**Task statement:** Reproduce the records that follow in full, excluding any picture they contain.

**Source records:**
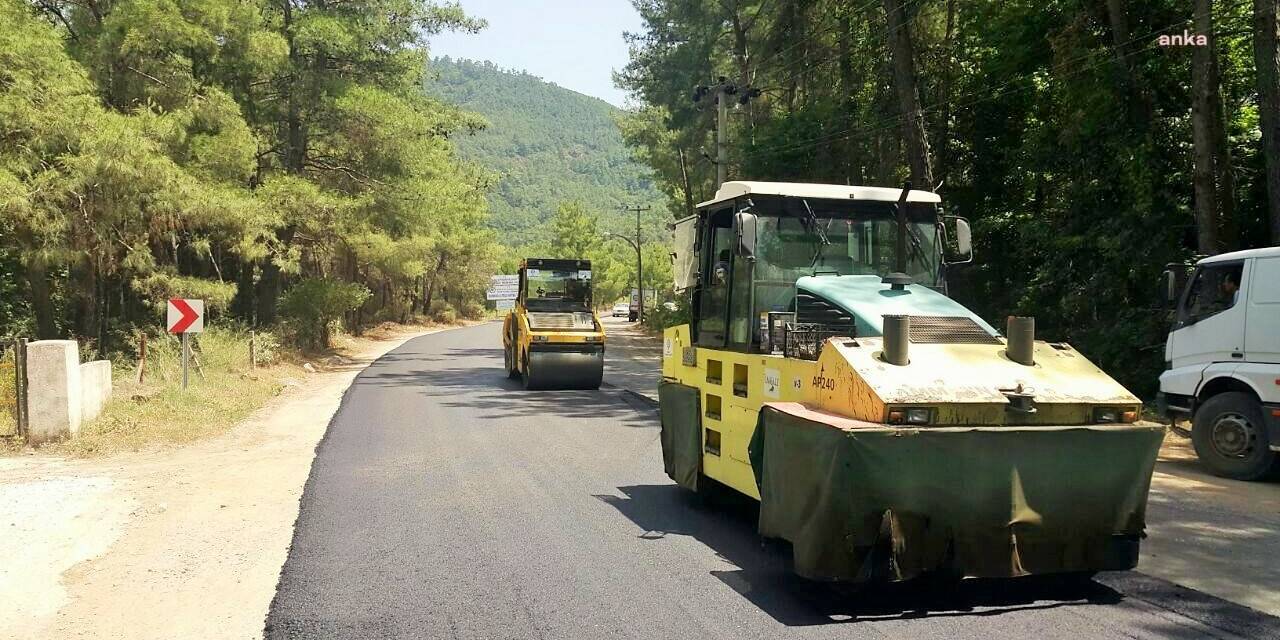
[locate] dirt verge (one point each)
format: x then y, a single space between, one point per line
167 544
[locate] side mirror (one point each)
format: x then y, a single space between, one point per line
958 231
745 224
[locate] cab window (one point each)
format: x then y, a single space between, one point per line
1214 288
713 297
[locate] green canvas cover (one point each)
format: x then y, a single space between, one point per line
860 501
681 439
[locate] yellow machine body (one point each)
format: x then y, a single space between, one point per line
554 341
886 429
960 384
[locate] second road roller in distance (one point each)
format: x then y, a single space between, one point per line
553 339
887 430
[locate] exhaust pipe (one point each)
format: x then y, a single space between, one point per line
897 330
1020 339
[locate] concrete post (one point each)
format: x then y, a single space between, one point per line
95 388
53 391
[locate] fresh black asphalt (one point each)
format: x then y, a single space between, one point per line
447 502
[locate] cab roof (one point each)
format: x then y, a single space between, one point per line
554 263
737 188
1242 255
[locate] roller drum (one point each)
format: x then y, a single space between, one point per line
565 370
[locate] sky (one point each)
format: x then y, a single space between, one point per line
574 44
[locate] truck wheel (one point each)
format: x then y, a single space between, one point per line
1230 437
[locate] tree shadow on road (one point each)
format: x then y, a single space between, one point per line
481 384
764 575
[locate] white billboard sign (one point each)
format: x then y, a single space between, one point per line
503 287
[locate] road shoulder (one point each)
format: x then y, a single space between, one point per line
173 544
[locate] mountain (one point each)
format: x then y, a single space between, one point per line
548 145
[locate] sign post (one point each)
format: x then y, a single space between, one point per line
186 316
503 287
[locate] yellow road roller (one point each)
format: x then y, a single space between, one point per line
553 339
886 430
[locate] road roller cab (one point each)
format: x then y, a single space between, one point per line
553 339
887 430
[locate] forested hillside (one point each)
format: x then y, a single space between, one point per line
272 158
547 145
1087 144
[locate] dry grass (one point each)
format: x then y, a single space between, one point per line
8 396
160 414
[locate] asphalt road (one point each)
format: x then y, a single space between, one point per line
446 502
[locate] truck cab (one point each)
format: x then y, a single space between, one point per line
1223 360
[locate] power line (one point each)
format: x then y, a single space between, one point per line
990 95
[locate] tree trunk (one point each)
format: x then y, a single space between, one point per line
1203 94
908 95
1141 109
85 275
846 87
945 95
684 177
1267 63
37 283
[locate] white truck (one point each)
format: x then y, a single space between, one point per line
1223 360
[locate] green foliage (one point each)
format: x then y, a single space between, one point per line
8 394
575 233
547 145
225 150
315 305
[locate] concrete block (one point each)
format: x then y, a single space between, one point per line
53 389
95 388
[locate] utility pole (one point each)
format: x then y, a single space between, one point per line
723 90
639 256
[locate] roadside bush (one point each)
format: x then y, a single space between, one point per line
442 311
312 306
662 318
8 396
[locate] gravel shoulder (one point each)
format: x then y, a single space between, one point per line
184 543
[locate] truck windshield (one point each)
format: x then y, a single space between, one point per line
553 289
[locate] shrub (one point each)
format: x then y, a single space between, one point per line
312 306
8 394
662 318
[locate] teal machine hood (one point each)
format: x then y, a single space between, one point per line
868 300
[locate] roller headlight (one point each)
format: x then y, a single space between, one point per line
910 416
1106 415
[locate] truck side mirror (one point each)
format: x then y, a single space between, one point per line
958 229
1171 283
745 224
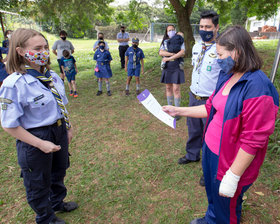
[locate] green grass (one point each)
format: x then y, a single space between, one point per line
124 161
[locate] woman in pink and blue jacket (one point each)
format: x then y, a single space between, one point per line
241 116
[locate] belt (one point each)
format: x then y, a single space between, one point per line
200 97
58 122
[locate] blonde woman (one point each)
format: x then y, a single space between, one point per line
33 111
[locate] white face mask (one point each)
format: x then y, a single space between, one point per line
38 58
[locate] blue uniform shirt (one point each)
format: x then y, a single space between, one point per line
205 78
103 64
134 58
122 35
104 56
3 72
26 102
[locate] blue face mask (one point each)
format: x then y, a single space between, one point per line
171 33
206 36
226 64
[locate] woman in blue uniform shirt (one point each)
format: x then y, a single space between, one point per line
103 69
30 112
172 74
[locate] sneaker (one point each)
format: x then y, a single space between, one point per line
126 92
57 220
67 207
199 221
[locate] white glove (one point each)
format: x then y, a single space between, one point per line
229 184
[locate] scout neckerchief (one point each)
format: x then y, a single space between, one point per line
134 58
205 47
47 79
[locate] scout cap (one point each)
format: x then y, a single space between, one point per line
135 40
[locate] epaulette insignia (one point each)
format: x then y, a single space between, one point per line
5 100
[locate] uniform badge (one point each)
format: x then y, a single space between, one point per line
4 106
38 97
5 100
51 85
212 55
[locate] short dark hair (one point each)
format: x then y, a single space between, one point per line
237 38
66 53
63 33
210 14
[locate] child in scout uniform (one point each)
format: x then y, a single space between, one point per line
3 72
133 56
103 69
69 68
33 111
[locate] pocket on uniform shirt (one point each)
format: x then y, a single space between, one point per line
38 103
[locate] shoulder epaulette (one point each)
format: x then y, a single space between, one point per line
11 80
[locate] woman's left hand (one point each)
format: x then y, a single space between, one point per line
229 184
70 133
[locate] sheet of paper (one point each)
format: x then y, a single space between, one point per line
152 105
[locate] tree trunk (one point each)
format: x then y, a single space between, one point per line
183 14
2 25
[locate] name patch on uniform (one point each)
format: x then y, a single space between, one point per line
4 106
38 97
212 55
5 100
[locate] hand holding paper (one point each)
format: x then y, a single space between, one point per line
152 105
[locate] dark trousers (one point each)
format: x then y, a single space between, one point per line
122 50
43 173
195 131
221 210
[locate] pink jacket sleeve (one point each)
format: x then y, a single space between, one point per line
258 121
208 104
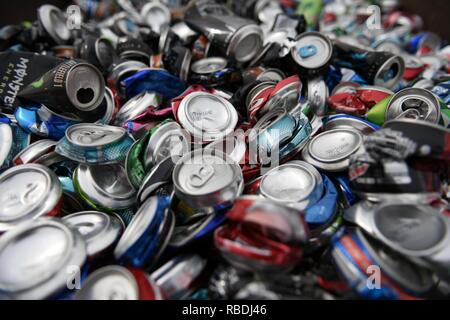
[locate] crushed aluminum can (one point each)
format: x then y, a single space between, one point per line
38 239
95 144
118 283
37 186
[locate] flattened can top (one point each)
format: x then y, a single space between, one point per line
207 116
27 192
34 258
312 50
105 185
293 182
6 141
420 102
209 65
206 172
331 150
99 230
94 135
109 283
34 151
137 106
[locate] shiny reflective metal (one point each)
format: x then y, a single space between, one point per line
35 257
100 231
26 193
206 178
331 150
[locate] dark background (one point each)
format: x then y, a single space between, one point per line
435 13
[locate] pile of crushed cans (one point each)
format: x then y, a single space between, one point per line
255 149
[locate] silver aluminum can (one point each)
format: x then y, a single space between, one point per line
100 231
296 184
104 187
206 178
207 117
331 150
39 269
418 103
27 192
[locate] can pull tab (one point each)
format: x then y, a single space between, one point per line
202 176
307 51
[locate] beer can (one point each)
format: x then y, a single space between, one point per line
104 187
28 192
145 238
136 107
206 178
99 230
207 117
52 24
301 192
122 70
377 68
159 176
342 121
238 38
331 150
414 103
250 249
354 252
41 238
178 278
71 88
95 144
311 53
35 151
118 283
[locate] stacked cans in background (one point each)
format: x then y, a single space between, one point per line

**Exercise answer:**
[locate] dirt verge (one point each)
format: x then y, a single space between, one point per line
167 544
[locate] side mirror (one point each)
format: x then y, a single space between, one point per line
958 231
745 224
[locate] cab window (one point each)
format: x then y, a single space between, one point per line
1214 288
713 297
[locate] green canvas cover (one point each)
format: x then y, a single space between, one point per line
860 501
681 439
[locate] yellow machine body (one point each)
format: x then y, a single space between, one point per line
554 341
886 429
960 384
[locate] second road roller in distance (one point each)
format: x then y, a single space between, one point per line
553 339
887 430
[locate] exhaust pipe (one point each)
format: x then y, a single space between, one point per line
897 330
1020 339
[locate] concrete post (one point each)
format: x then y, a single space between, one point per line
95 388
53 391
[locate] fresh black asphalt (one point each)
format: x then y, a single space between, one point per line
447 502
[locate] cab roof (one point each)
format: x then y, a single space between, one point per line
554 263
737 188
1242 255
[locate] roller drum (one point each)
format: x then y, a single space between, one point per line
565 370
[locate] sky (one point each)
format: x then y, a single space between, one point per line
574 44
[locate] truck wheel (one point each)
format: x then y, a single space between, one point per line
1230 437
[locate] tree shadow on road (one point each)
format: x then y, a single space between, one point per line
481 384
764 575
[locate] white billboard sign (one point each)
format: x then y, a single space between, one point per line
503 287
[locate] road shoulder (one point each)
format: x then y, a single space between, one point per line
173 544
[locate] mountain (one point each)
format: x then y, a single space between, one point per line
548 145
[locate] sign post (one point each)
format: x then y, a single space between, one point per line
186 316
503 287
[locate] yellow road roller (one point each)
format: x then y, a single space between, one point per line
553 339
886 430
[locate] road roller cab (one point each)
format: x then y, a single space between, one point per line
553 339
887 430
[locate] forested hillside (one point each)
format: x then y, a single space between, one point per line
272 158
547 145
1087 144
[locate] dry grass (one point each)
format: x then y, a single space between, one point per line
8 396
160 414
[locate] asphalt road (one point each)
format: x then y, a single space between, one point per line
446 502
[locate] truck cab (one point each)
format: x then y, a single space between, one point per line
1223 360
[locate] power line (one point each)
format: x then y, a single space between, one point per line
990 95
[locate] tree trunk (one point each)
format: x then y, a single space between, one point per line
1203 94
908 95
1141 109
85 275
846 87
945 95
684 177
1267 63
37 283
[locate] white truck (one point each)
format: x then y, a single space between, one point per line
1223 360
[locate] green foliage (one point each)
format: x then y, a single space between, one point per line
8 394
575 233
547 145
225 150
315 305
[locate] concrete block (one point each)
format: x then y, a single space between, one point per line
53 389
95 388
[locate] utility pole (one point each)
format: x then y, a single space between, one point per line
723 90
639 256
[locate] roadside bush (one point each)
format: x then y, a single space between, one point per line
442 311
312 306
662 318
8 396
[locate] gravel shoulder (one point each)
format: x then y, a single space between, one point per line
184 543
[locate] truck windshield (one point each)
format: x then y, a single space between, one point per line
553 289
[locate] shrub (one point each)
format: x then y, a single space between, one point per line
312 306
8 394
662 318
[locate] teal machine hood (one point each)
format: x then y, a single space between, one point per line
868 300
[locate] roller headlight (one point each)
format: x then y, a single space between, one point per line
910 416
1106 415
[locate] truck side mirror (one point each)
format: x then y, a single space between, one point per line
958 229
1171 283
745 224
[locate] green grass (one point each)
format: x then y, a single space between, one point per line
124 161
[locate] woman in pink and blue jacket (one point each)
format: x then y, a single space between, one point per line
241 116
[locate] belt (one point each)
format: x then y, a single space between, one point per line
200 97
58 122
[locate] blonde woman (one point each)
format: x then y, a single space between, one point per line
33 111
[locate] white face mask (one point each)
format: x then y, a single space between, one point per line
38 58
[locate] blue uniform shirt (one point each)
format: x then y, a single space between, one point per line
205 78
103 64
134 58
122 35
104 56
3 72
26 102
[locate] blue face mask (one point each)
format: x then y, a single space between, one point per line
171 33
206 36
226 64
[locate] woman in blue uniform shirt (one point each)
format: x then y, a single space between, one point per line
103 69
30 112
172 74
[locate] sneaker (one point each)
format: x then y, a single space between, one point per line
126 92
57 220
67 207
199 221
[locate] white glove (one point each)
format: x then y, a single space between, one point per line
229 184
[locate] scout neckerchief (one point each)
format: x then y, a single space between, one point per line
134 58
205 47
47 79
[locate] scout cap (one point each)
format: x then y, a single space between, one point per line
135 40
[locate] epaulette insignia (one point each)
format: x then y, a single space between, one point per line
5 100
[locate] uniform badge (one point each)
format: x then y, a single space between, one point per line
4 106
38 97
5 100
51 85
212 55
[locate] short dark hair (one point each)
format: x then y, a single space between, one point per line
237 38
66 53
63 33
210 14
[locate] child in scout uniform (one point each)
format: x then y, a single space between, one point per line
3 72
133 56
103 69
69 68
33 111
[locate] pocket on uniform shirt (one point each)
format: x then y, a single space between, one point per line
38 103
[locate] shoulder epaulette (one point each)
format: x then y, a single space between, one point per line
11 80
[locate] woman's left hand (one point each)
format: x then y, a single space between, one point per line
229 184
70 133
[locate] sheet of paper (one point each)
format: x then y, a single space between, one point per line
152 105
[locate] tree trunk (one point each)
format: x then y, a single space between, one point per line
183 14
2 25
[locate] name patch on uniform (one point each)
format: x then y, a single space between, one point per line
4 106
38 97
212 55
5 100
[locate] hand holding paper (one point each)
format: x then y, a single space between, one point per line
152 105
[locate] dark trousers (one point each)
format: x then y, a single space between, one point per line
122 50
43 173
195 131
221 210
[locate] pink jacket sleeve (one point each)
format: x then y, a single space between, one point per line
258 121
208 104
[locate] crushed aluminum can (one point each)
format: x then y, a single space between, one point per line
38 239
95 144
118 283
37 186
[locate] flattened can top (one point each)
format: x then y, a single space between, one point per line
207 116
27 192
34 258
312 50
105 185
293 182
6 141
420 102
209 65
206 172
331 150
99 230
94 135
109 283
34 151
137 106
[locate] shiny reflective metal (one point each)
format: x then y, a single space between, one point per line
35 257
100 231
26 193
206 178
331 150
[locate] dark background (one point each)
format: x then y, a single space between, one point per line
435 13
[locate] pile of crushed cans (one point each)
format: x then y, a single space between, one point per line
255 149
[locate] silver aluminum can (one point each)
format: x then y, a single space between, one point per line
100 231
296 184
104 187
206 178
207 117
331 150
39 269
418 103
27 192
[locate] can pull tab (one point each)
format: x then y, a single space between, one point per line
202 176
307 51
[locate] beer can (one point each)
format: x then y, a single space between, one point per line
104 187
28 192
145 238
136 107
206 178
99 230
207 117
52 24
301 192
122 70
377 68
159 176
342 121
238 38
331 150
414 103
250 249
354 252
41 238
178 278
71 88
95 144
311 53
35 151
118 283
[locate] stacked cans in background (one point each)
format: x then y, a single space between, one point per line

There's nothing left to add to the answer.